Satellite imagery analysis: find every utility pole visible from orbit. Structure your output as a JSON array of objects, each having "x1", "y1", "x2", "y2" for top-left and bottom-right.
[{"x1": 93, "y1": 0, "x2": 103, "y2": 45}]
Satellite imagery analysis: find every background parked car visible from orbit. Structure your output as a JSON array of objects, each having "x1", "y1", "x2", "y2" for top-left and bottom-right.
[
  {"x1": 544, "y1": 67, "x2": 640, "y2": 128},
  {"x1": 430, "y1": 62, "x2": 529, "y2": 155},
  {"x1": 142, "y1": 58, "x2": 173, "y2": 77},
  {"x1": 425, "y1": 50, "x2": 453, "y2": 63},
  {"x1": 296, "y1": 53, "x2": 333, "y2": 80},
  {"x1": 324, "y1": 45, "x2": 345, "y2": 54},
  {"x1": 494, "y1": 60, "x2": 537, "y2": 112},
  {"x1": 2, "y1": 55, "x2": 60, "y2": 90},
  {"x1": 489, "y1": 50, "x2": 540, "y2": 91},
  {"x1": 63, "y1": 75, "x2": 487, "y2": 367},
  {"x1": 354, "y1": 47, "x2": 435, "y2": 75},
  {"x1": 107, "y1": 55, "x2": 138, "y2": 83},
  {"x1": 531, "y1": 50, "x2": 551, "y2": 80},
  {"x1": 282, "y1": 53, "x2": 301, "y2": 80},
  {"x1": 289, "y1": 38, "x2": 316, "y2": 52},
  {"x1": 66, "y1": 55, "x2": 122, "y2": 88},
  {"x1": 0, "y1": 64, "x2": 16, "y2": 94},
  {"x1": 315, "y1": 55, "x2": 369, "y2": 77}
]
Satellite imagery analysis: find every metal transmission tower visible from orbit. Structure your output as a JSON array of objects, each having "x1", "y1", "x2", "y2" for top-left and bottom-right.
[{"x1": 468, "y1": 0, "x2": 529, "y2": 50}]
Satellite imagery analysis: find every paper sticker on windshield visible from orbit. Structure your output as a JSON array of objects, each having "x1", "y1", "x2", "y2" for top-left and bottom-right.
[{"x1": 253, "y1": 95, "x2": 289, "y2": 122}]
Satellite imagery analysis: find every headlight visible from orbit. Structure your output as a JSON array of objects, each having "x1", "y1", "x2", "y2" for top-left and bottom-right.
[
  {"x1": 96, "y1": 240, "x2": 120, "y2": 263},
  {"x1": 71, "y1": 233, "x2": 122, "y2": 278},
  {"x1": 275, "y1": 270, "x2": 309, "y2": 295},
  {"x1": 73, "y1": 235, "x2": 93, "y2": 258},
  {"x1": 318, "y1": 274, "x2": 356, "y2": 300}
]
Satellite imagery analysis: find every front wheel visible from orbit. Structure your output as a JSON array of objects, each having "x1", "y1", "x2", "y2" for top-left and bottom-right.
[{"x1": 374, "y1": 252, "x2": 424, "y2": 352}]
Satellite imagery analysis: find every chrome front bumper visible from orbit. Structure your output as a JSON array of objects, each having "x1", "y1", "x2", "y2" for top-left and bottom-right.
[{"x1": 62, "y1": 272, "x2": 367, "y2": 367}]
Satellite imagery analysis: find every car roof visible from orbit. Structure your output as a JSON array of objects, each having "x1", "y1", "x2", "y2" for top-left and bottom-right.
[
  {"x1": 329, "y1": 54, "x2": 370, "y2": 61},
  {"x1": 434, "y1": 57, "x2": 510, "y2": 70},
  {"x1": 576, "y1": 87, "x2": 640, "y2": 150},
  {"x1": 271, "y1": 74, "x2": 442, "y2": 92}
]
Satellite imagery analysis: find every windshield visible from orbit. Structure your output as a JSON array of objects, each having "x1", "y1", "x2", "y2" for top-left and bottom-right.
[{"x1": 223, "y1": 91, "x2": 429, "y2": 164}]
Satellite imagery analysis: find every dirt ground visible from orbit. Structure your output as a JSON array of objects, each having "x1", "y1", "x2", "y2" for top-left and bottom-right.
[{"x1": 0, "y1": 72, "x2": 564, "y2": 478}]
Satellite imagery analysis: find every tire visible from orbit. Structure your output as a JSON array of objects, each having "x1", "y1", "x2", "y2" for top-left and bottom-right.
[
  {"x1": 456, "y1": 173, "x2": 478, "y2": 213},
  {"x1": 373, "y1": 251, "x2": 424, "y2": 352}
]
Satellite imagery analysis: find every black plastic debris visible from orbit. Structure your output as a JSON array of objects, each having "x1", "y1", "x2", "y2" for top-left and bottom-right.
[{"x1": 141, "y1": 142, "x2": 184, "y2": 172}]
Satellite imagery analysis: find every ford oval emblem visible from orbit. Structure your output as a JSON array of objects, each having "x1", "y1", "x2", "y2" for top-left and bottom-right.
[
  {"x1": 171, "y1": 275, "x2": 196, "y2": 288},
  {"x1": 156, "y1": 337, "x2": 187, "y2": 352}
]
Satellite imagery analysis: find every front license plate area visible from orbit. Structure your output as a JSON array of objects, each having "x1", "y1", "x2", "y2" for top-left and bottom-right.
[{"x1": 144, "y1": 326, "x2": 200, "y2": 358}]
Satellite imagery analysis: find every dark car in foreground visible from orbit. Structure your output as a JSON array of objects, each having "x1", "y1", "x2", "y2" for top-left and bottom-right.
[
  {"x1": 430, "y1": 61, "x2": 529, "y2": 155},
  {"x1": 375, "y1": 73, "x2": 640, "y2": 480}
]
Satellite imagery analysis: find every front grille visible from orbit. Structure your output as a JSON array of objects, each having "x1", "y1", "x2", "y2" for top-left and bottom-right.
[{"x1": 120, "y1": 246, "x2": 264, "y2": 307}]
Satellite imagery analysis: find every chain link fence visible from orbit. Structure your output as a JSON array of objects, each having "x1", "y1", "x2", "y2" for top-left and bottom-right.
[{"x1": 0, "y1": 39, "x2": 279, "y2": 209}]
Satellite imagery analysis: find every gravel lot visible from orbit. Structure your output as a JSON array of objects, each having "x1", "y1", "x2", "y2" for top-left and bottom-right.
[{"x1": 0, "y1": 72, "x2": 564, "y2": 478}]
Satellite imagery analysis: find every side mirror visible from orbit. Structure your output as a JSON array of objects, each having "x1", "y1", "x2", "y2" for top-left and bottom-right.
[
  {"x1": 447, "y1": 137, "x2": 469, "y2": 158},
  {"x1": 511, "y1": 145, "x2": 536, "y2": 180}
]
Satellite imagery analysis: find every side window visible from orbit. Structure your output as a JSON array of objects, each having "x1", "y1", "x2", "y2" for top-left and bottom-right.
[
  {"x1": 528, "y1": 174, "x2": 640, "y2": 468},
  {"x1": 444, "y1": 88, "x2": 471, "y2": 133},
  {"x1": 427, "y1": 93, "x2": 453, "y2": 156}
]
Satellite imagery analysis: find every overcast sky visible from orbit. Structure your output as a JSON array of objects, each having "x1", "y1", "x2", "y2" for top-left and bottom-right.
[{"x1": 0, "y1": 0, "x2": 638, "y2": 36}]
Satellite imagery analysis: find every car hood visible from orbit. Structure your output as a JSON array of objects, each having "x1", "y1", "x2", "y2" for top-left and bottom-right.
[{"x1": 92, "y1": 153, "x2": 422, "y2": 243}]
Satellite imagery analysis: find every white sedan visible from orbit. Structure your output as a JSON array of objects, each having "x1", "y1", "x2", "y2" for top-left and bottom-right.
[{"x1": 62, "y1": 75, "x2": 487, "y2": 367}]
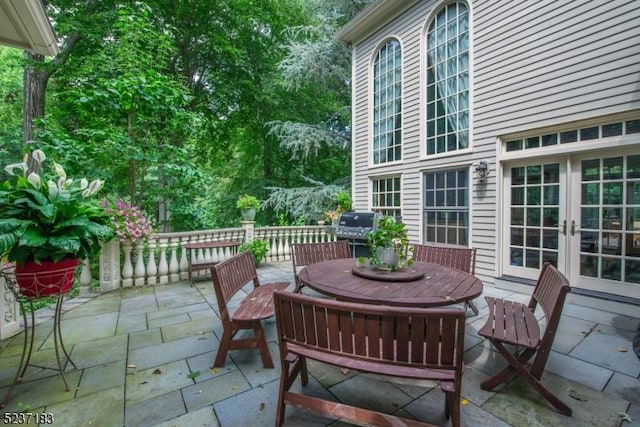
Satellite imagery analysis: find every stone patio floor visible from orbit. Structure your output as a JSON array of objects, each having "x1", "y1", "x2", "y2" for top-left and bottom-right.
[{"x1": 0, "y1": 262, "x2": 640, "y2": 427}]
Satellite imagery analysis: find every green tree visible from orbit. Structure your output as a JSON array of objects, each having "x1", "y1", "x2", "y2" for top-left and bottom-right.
[
  {"x1": 267, "y1": 0, "x2": 370, "y2": 221},
  {"x1": 0, "y1": 47, "x2": 24, "y2": 160},
  {"x1": 42, "y1": 3, "x2": 199, "y2": 231}
]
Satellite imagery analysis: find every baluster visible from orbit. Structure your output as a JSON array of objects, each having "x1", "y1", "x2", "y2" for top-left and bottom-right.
[
  {"x1": 169, "y1": 238, "x2": 182, "y2": 283},
  {"x1": 122, "y1": 240, "x2": 133, "y2": 288},
  {"x1": 133, "y1": 243, "x2": 145, "y2": 286},
  {"x1": 80, "y1": 258, "x2": 91, "y2": 288},
  {"x1": 179, "y1": 241, "x2": 193, "y2": 282},
  {"x1": 282, "y1": 228, "x2": 293, "y2": 261},
  {"x1": 158, "y1": 237, "x2": 169, "y2": 285},
  {"x1": 147, "y1": 239, "x2": 158, "y2": 285}
]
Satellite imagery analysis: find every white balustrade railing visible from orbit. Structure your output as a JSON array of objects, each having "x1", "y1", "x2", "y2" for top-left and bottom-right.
[
  {"x1": 95, "y1": 221, "x2": 335, "y2": 291},
  {"x1": 0, "y1": 221, "x2": 335, "y2": 339}
]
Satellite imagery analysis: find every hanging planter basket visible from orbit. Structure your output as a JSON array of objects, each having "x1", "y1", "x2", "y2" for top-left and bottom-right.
[{"x1": 15, "y1": 259, "x2": 80, "y2": 298}]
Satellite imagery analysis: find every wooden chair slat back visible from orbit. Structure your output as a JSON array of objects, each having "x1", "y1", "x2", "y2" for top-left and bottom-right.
[
  {"x1": 274, "y1": 292, "x2": 465, "y2": 372},
  {"x1": 413, "y1": 244, "x2": 476, "y2": 274},
  {"x1": 529, "y1": 262, "x2": 571, "y2": 375},
  {"x1": 291, "y1": 240, "x2": 350, "y2": 268},
  {"x1": 211, "y1": 251, "x2": 260, "y2": 311}
]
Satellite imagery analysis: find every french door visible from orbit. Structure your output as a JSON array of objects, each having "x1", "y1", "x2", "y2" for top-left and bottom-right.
[{"x1": 503, "y1": 149, "x2": 640, "y2": 298}]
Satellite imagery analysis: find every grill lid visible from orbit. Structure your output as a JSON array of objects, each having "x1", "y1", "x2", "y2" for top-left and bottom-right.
[{"x1": 336, "y1": 212, "x2": 381, "y2": 239}]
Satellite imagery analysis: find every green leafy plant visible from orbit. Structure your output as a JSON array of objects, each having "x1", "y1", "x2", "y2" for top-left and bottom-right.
[
  {"x1": 238, "y1": 239, "x2": 269, "y2": 267},
  {"x1": 0, "y1": 150, "x2": 114, "y2": 266},
  {"x1": 336, "y1": 190, "x2": 351, "y2": 212},
  {"x1": 236, "y1": 194, "x2": 260, "y2": 210},
  {"x1": 367, "y1": 216, "x2": 413, "y2": 271}
]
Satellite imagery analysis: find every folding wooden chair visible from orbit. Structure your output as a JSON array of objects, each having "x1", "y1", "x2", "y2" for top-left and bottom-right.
[
  {"x1": 478, "y1": 263, "x2": 571, "y2": 416},
  {"x1": 291, "y1": 240, "x2": 351, "y2": 293},
  {"x1": 274, "y1": 292, "x2": 465, "y2": 427},
  {"x1": 211, "y1": 251, "x2": 289, "y2": 368},
  {"x1": 413, "y1": 244, "x2": 478, "y2": 315}
]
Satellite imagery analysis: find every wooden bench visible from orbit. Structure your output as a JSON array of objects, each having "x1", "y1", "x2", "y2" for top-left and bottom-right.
[
  {"x1": 291, "y1": 240, "x2": 351, "y2": 293},
  {"x1": 274, "y1": 292, "x2": 465, "y2": 427},
  {"x1": 184, "y1": 240, "x2": 242, "y2": 285},
  {"x1": 478, "y1": 263, "x2": 571, "y2": 415},
  {"x1": 211, "y1": 251, "x2": 289, "y2": 368}
]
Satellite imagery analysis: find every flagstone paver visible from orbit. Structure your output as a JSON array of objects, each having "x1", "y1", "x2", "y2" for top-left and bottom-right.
[{"x1": 0, "y1": 262, "x2": 640, "y2": 427}]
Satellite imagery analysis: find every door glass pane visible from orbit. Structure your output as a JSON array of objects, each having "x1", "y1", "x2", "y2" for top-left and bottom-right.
[
  {"x1": 509, "y1": 163, "x2": 560, "y2": 269},
  {"x1": 579, "y1": 156, "x2": 640, "y2": 284}
]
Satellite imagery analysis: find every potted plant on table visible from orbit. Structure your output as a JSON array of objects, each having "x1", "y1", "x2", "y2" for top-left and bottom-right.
[
  {"x1": 0, "y1": 150, "x2": 114, "y2": 298},
  {"x1": 367, "y1": 216, "x2": 413, "y2": 271},
  {"x1": 236, "y1": 194, "x2": 260, "y2": 221},
  {"x1": 238, "y1": 239, "x2": 269, "y2": 267}
]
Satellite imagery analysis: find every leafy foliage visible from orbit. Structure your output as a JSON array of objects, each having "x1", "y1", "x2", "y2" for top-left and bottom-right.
[
  {"x1": 0, "y1": 150, "x2": 114, "y2": 265},
  {"x1": 238, "y1": 239, "x2": 269, "y2": 267},
  {"x1": 0, "y1": 0, "x2": 367, "y2": 231}
]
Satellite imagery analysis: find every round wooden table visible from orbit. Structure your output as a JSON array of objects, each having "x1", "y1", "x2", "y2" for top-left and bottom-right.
[{"x1": 298, "y1": 258, "x2": 482, "y2": 307}]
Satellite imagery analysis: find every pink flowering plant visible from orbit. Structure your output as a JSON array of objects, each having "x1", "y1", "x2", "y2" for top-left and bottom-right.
[{"x1": 104, "y1": 200, "x2": 154, "y2": 243}]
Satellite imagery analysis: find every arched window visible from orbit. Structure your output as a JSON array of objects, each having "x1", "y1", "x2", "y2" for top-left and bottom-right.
[
  {"x1": 373, "y1": 40, "x2": 402, "y2": 164},
  {"x1": 426, "y1": 2, "x2": 469, "y2": 155}
]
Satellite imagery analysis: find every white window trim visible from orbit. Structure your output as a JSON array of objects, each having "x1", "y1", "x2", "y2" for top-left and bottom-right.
[
  {"x1": 364, "y1": 34, "x2": 406, "y2": 169},
  {"x1": 418, "y1": 161, "x2": 476, "y2": 247},
  {"x1": 419, "y1": 0, "x2": 475, "y2": 160},
  {"x1": 367, "y1": 173, "x2": 402, "y2": 215}
]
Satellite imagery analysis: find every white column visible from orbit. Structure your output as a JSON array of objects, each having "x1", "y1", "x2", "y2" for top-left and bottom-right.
[
  {"x1": 100, "y1": 239, "x2": 120, "y2": 292},
  {"x1": 122, "y1": 240, "x2": 133, "y2": 288}
]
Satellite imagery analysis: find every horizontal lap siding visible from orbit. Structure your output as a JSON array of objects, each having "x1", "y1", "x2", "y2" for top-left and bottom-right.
[
  {"x1": 473, "y1": 1, "x2": 640, "y2": 276},
  {"x1": 353, "y1": 0, "x2": 640, "y2": 282},
  {"x1": 474, "y1": 1, "x2": 640, "y2": 130}
]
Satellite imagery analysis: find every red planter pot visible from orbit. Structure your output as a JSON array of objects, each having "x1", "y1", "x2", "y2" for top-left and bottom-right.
[{"x1": 15, "y1": 259, "x2": 80, "y2": 298}]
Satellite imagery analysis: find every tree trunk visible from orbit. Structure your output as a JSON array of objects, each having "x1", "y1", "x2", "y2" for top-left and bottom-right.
[
  {"x1": 22, "y1": 52, "x2": 51, "y2": 145},
  {"x1": 22, "y1": 52, "x2": 51, "y2": 172}
]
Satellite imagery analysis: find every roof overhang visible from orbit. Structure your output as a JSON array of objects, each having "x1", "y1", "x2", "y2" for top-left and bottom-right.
[
  {"x1": 0, "y1": 0, "x2": 60, "y2": 56},
  {"x1": 335, "y1": 0, "x2": 420, "y2": 45}
]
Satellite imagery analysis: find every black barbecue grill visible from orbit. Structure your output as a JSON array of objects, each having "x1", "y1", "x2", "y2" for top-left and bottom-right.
[{"x1": 336, "y1": 212, "x2": 381, "y2": 258}]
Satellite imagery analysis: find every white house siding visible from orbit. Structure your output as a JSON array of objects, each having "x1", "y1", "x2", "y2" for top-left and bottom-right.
[{"x1": 344, "y1": 0, "x2": 640, "y2": 283}]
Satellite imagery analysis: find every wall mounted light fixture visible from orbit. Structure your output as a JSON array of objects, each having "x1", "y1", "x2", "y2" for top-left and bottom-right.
[{"x1": 475, "y1": 160, "x2": 489, "y2": 182}]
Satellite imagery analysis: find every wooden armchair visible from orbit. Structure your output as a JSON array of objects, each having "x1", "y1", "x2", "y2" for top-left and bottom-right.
[
  {"x1": 211, "y1": 251, "x2": 289, "y2": 368},
  {"x1": 413, "y1": 244, "x2": 478, "y2": 315},
  {"x1": 291, "y1": 240, "x2": 351, "y2": 293},
  {"x1": 478, "y1": 263, "x2": 571, "y2": 415},
  {"x1": 274, "y1": 292, "x2": 465, "y2": 427}
]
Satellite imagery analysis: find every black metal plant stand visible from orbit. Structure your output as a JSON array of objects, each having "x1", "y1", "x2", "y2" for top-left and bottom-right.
[{"x1": 0, "y1": 266, "x2": 76, "y2": 408}]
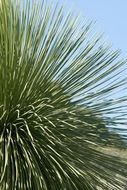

● ● ● ● ● ● ●

TASK BRIEF:
Pull out every line of the data above that contains the word "black", matching its case exactly.

SOLUTION TO THE PROBLEM:
Satellite imagery analysis: find every black plastic debris visible from orbit. Structure your output as a JSON array of objects, each having "x1", "y1", "x2", "y2" for top-left and bottom-right.
Satellite imagery analysis: find every black barbecue grill visible from orbit. Structure your output as a JSON array of objects, each having "x1", "y1", "x2", "y2" for top-left and bottom-right.
Satellite imagery analysis: find every black metal plant stand visible from orbit. Structure your output as a JSON array of objects, each having "x1", "y1", "x2", "y2" for top-left and bottom-right.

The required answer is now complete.